- [Supplied entries]:
-- Start --
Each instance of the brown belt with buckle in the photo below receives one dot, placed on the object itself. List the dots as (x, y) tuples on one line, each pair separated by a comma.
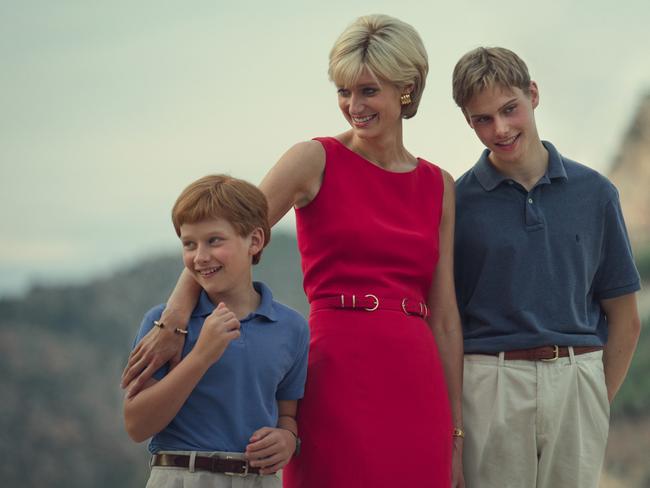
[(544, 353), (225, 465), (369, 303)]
-- End --
-- Start --
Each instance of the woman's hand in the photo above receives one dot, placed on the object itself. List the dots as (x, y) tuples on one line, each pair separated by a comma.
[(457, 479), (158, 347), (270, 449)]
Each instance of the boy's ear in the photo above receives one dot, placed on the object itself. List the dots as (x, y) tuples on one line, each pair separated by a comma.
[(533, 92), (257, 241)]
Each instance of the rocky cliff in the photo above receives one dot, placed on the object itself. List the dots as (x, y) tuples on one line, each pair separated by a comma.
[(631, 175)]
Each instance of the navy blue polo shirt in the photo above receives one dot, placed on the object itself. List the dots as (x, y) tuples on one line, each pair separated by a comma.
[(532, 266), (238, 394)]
-- End --
- [Work to complete]: Render the entries from the line containing "Each instance of the boy's" through the line containing "[(532, 266), (238, 394)]", inclusive, as a Markdown table with the columns Row and Line, numbering each line and leaving out blank lines.

- [Written response]:
| Row | Line |
|---|---|
| 1 | Each instance of the boy's ear in the photo above receives one dot, placed on the object itself. List the dots as (x, y) tuples on one line, each pair separated by a comma. |
| 2 | [(533, 92), (257, 241)] |
| 3 | Each instance of the rocky cliff in the photo above receives one dot, placed on the object itself. List the dots as (x, y) tuples on one line, each pair separated by a comma. |
| 4 | [(631, 175)] |
| 5 | Each instance of the navy blue polo shirt in the photo above receives one dot, placed on the object itself. List the dots as (x, y) tuples on one line, each pair separated by a comma. |
| 6 | [(532, 266), (238, 394)] |